Dataset START

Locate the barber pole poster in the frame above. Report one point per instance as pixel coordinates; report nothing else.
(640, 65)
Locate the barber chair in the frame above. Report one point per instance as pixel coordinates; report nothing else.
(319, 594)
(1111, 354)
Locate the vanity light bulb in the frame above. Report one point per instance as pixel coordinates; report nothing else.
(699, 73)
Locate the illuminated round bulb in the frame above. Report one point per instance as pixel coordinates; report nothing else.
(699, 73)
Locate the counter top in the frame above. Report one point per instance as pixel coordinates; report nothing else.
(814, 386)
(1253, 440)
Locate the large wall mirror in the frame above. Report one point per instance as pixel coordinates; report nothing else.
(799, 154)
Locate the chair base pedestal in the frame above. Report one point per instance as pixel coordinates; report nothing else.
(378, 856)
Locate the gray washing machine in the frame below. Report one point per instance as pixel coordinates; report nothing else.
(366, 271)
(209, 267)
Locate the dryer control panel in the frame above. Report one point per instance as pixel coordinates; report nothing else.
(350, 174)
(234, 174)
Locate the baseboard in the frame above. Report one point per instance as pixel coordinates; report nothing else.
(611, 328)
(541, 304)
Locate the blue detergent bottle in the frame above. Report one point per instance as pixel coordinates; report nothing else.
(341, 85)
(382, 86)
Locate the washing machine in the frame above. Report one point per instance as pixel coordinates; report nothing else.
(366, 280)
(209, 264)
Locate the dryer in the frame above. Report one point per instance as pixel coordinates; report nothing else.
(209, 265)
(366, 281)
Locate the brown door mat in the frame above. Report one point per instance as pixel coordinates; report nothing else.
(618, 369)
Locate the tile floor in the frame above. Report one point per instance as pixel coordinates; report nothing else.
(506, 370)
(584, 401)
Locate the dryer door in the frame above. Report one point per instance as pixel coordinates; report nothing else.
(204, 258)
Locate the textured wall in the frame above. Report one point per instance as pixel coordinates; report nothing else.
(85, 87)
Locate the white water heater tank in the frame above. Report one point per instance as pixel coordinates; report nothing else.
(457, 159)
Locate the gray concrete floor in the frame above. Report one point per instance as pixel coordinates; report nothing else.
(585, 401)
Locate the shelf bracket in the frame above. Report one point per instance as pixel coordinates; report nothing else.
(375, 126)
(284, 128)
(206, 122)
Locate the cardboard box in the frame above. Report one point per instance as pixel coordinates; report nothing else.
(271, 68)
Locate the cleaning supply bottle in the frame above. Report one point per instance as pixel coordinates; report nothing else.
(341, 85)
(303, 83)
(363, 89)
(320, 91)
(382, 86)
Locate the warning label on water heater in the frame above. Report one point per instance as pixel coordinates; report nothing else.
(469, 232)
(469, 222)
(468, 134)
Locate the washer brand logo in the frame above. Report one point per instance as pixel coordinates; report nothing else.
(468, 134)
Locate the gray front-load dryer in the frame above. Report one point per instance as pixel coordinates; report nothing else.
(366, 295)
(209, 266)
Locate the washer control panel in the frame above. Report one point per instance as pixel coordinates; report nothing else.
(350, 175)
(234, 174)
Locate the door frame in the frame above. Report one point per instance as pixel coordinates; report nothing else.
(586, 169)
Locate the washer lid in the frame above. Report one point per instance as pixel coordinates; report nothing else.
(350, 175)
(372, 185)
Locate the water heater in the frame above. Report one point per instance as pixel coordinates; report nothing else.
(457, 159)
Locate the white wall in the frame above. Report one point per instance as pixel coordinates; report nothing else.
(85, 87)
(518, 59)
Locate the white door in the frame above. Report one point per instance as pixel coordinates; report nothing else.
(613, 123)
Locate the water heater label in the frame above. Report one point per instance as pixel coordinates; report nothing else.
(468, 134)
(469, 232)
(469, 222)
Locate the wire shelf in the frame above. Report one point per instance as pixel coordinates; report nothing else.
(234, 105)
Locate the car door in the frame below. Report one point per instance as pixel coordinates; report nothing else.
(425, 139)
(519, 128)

Dataset END

▶ [Exercise aim] The lines from the one containing "Locate the washer lid" to the final line of the listing above must be set down exactly, both included.

▶ [Result of the exercise]
Locate the washer lid in the frame above. Report one point per instance as pixel coordinates; report nothing else.
(350, 175)
(372, 185)
Locate the water heater in the frame above. Report one point per instance as pixel coordinates; report nothing else.
(457, 159)
Locate the white wall in the frame above. Report one point per instance as pixel coordinates; report nothing else.
(85, 87)
(518, 59)
Locate the white door in the frame above. Report one point per instance as pixel coordinates; report nothing else.
(613, 123)
Locate the water heater label in the frame above. Report one point per instance as pixel coordinates; report nothing else.
(468, 134)
(469, 232)
(469, 222)
Locate the wire shelf in the frame above. Report one point per instance as pixel coordinates; report nothing else.
(234, 105)
Locate the car door in the frame below. Report one point per instance as pixel coordinates; report nothing else.
(425, 139)
(519, 128)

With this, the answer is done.